> [Exercise directions] Locate every line in the data below that contains the word "need" and copy each one out in full.

> [Excerpts of bounding box data]
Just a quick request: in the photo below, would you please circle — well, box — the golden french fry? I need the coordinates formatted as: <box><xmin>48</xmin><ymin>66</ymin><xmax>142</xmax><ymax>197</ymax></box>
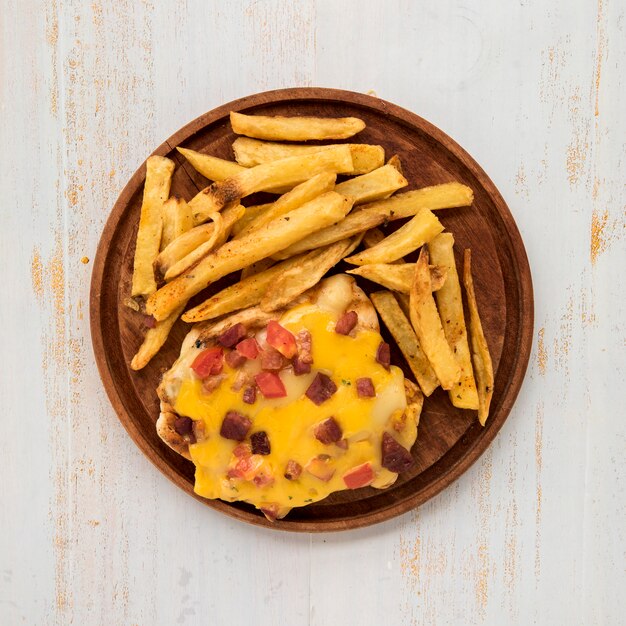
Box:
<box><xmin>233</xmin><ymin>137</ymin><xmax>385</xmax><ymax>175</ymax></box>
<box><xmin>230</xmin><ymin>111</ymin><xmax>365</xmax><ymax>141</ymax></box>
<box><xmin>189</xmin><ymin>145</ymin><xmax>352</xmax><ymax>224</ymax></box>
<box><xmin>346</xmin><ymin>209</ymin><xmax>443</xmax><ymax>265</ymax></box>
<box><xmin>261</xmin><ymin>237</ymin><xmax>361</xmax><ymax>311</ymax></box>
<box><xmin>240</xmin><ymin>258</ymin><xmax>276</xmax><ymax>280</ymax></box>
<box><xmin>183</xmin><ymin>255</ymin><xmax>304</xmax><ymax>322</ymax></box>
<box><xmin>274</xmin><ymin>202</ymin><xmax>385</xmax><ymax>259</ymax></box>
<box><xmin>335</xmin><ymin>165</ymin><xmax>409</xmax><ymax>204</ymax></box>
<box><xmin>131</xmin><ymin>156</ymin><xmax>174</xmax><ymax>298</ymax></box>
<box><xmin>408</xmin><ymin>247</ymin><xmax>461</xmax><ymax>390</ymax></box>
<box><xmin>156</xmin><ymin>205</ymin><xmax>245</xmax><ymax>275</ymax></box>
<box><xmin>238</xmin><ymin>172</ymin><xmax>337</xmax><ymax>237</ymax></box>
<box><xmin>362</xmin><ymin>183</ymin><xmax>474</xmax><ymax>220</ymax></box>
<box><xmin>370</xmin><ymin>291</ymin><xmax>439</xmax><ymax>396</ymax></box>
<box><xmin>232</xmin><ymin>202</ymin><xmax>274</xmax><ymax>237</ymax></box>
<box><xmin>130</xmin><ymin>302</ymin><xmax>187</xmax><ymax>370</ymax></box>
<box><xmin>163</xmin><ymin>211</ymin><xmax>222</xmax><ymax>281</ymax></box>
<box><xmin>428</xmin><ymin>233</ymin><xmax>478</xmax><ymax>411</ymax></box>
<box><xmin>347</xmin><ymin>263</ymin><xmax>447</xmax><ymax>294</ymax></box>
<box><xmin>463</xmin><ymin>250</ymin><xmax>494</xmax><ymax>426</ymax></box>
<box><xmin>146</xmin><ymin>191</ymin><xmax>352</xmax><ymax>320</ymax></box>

> [Solution]
Just a quick request: in the photo below, would you please circle — well, box — the golden french fry? I need the coordinates formatted as: <box><xmin>48</xmin><ymin>66</ymin><xmax>142</xmax><ymax>197</ymax></box>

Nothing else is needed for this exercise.